> **Extracted material**
━━━━━━━━━━

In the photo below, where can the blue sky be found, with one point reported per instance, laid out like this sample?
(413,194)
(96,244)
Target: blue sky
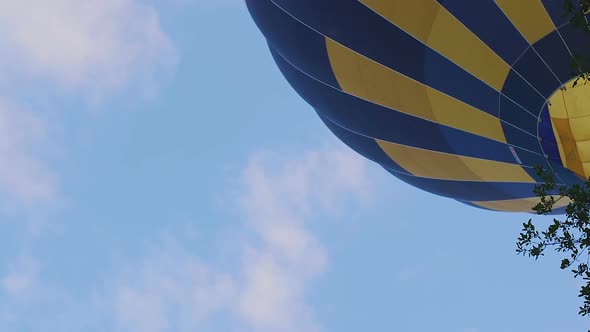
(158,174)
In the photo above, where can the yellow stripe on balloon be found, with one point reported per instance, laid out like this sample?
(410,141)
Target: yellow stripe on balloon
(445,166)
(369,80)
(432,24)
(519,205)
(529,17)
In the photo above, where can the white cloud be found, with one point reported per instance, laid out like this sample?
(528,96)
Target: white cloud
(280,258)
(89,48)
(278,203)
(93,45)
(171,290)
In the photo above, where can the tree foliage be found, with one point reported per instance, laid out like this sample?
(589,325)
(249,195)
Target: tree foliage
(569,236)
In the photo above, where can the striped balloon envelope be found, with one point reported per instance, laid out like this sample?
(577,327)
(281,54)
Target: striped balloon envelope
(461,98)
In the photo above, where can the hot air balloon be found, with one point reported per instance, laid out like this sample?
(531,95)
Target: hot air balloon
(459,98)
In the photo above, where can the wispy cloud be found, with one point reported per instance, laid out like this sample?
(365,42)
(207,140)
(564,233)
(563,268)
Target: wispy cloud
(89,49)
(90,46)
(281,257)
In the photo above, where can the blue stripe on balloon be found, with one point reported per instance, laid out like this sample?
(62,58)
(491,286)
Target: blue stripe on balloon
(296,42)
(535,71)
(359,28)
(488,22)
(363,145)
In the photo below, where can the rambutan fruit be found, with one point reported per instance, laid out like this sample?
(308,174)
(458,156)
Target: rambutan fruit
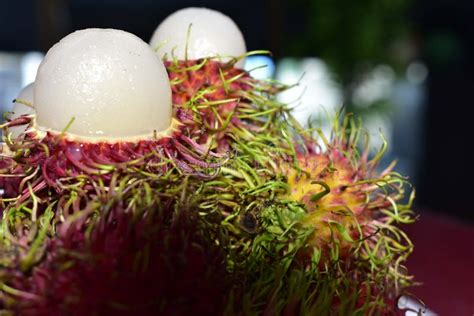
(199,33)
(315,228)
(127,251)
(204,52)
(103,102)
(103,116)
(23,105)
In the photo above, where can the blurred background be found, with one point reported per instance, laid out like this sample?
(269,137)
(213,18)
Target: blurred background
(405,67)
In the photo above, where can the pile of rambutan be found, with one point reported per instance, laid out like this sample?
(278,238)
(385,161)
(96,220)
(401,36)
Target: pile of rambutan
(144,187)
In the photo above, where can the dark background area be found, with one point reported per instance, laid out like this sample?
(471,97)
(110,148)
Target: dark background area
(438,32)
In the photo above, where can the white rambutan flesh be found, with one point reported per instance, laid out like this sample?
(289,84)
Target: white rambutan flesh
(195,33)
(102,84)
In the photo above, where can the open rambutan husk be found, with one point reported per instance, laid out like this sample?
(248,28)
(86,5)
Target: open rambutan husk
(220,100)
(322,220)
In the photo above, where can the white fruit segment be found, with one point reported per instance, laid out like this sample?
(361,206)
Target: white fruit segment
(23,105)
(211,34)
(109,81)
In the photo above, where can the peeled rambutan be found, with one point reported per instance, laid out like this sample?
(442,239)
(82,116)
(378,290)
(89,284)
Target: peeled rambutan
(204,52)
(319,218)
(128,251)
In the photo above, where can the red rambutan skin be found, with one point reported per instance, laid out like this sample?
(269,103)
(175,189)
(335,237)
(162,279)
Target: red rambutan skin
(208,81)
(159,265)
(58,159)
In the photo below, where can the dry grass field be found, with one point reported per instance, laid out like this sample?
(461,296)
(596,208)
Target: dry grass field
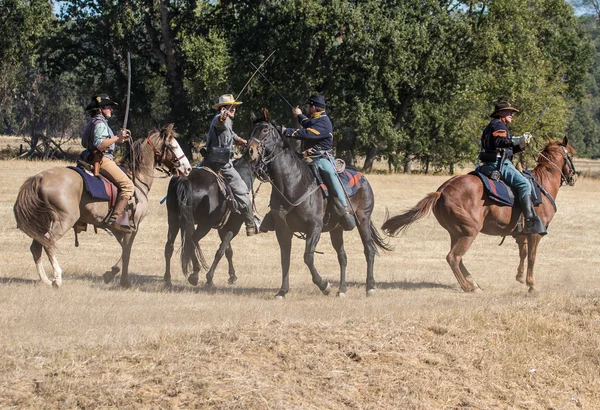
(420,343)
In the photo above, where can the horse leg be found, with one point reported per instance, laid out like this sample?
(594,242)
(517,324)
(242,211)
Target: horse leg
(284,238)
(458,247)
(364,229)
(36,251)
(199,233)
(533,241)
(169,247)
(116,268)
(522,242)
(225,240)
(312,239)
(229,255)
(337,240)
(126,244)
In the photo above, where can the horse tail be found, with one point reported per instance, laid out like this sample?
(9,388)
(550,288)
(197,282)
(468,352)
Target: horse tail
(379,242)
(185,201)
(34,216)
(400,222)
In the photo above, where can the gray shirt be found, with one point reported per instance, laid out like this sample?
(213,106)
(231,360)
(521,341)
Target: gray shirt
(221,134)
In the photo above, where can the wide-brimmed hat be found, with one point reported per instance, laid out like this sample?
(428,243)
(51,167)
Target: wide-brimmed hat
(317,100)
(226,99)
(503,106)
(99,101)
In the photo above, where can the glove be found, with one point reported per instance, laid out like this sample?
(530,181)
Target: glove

━━━━━━━━━━

> **Written task**
Rewrite all the rows above, replacing "laid out like this sample" with "in the same format as this sample" and leaving everything else unchanged. Omit the pictures from your answer.

> **Answer to this exercise**
In the photo below, where can the blue sky be found, with one point reported per instance, in the same format as this sample?
(413,194)
(96,244)
Target: blue sky
(158,174)
In the photo above, where can the yellow stripe on balloon be found, with one point reported per instance, in the same format as this sample?
(410,141)
Target: yellow stripe on balloon
(445,166)
(369,80)
(432,24)
(519,205)
(529,17)
In the photo above, where can the white cloud be found, with one point reported per instance, in the same format as this sample?
(528,96)
Target: white cloud
(280,258)
(89,48)
(278,203)
(93,45)
(171,290)
In the photo above, where can the tree foliage be found, with one point reported per instance, in the same format as this sample?
(589,325)
(249,195)
Target: tree foliage
(569,236)
In the photo above, where can the striped balloon envelope be found, with one point reported per instance, in the same format as this sample?
(577,327)
(281,54)
Target: striped balloon envelope
(461,98)
In the photo above, where can the hot air balloon be found, with one point reported per instance, in the same format as this sample?
(531,95)
Target: hot air balloon
(459,98)
In the photo above, where can the wispy cloud be found, with one point reported per instance, in the same format as this sample?
(365,42)
(207,140)
(564,233)
(563,268)
Target: wispy cloud
(89,49)
(90,46)
(281,257)
In the photo above, where can the blue stripe on balloon be found, with one point reported per instance, in the same format as this sample?
(62,58)
(491,286)
Target: blue stripe on balloon
(296,42)
(535,71)
(359,28)
(488,22)
(363,145)
In the photo below, where can the rambutan fruit be found, with one point reported per instance, in the same format as this sample?
(308,174)
(458,156)
Target: rambutan fruit
(199,33)
(315,228)
(127,251)
(204,52)
(103,102)
(103,116)
(23,105)
In the photo above, where can the blurred background be found, with one point reported per instance, in the same format as this sample?
(269,137)
(213,18)
Target: blurred background
(405,67)
In the photo above, where can the pile of rambutan be found, with one point reported per instance, in the same format as this sample?
(278,238)
(385,161)
(96,220)
(401,36)
Target: pile of rambutan
(144,187)
In the photo above, where can the dark background area be found, with one point reported per instance, in the same format as this sample?
(471,97)
(110,148)
Target: dark background area
(438,32)
In the photo above, where can the white rambutan flesh be found, with one point reported per instance, in the same format as this sample?
(289,84)
Target: white rambutan flesh
(195,33)
(102,84)
In the photo above, where can the open rambutan husk be found, with one point reported per instance, in the same format as this sample?
(248,28)
(86,5)
Target: open rambutan husk
(220,100)
(322,220)
In the photo above, where can the white fruit segment be found, with one point reported per instance, in the same format as this sample?
(361,206)
Target: white fruit segment
(23,105)
(211,34)
(109,81)
In the photo above, where can the peeled rambutan be found, with one point reported per instance, in the same format as this sample?
(442,239)
(82,116)
(378,290)
(89,284)
Target: peeled rambutan
(204,52)
(319,218)
(128,251)
In the photo above, where can the red rambutan skin be found, with one point reported per instance, in the same format as this sample?
(269,103)
(175,189)
(335,237)
(162,279)
Target: red rambutan skin
(208,81)
(159,265)
(58,159)
In the photo below, where can the dry grass field be found, with one point reported per instance, in the same format as this sample?
(461,296)
(596,208)
Target: dry grass field
(420,343)
In the photo above, where can the horse leg be found, with one point reported per instance, in the same format as this sample?
(594,242)
(517,324)
(242,211)
Target: horse leg
(284,238)
(458,247)
(364,229)
(36,251)
(199,233)
(533,241)
(169,247)
(116,268)
(522,242)
(225,240)
(312,239)
(229,255)
(337,240)
(126,244)
In the photo above, where can the horse tail be found, with one point reported per instance, in the same format as this sample?
(9,388)
(550,288)
(197,282)
(468,352)
Target: horse tail
(379,242)
(185,201)
(34,216)
(400,222)
In the photo above, where can the gray shirt be found, with one point reported per instance, in the same format as this sample?
(213,106)
(231,360)
(521,341)
Target: gray shirt
(221,134)
In the photo above, where can the wide-brimmed hat be found, with one point reported per instance, in the same format as this sample?
(428,243)
(51,167)
Target: wide-brimmed hat
(317,100)
(226,99)
(503,106)
(99,101)
In the photo above, where can the glove be found, with one point reported per instance, in the same format as this sample?
(530,181)
Target: glove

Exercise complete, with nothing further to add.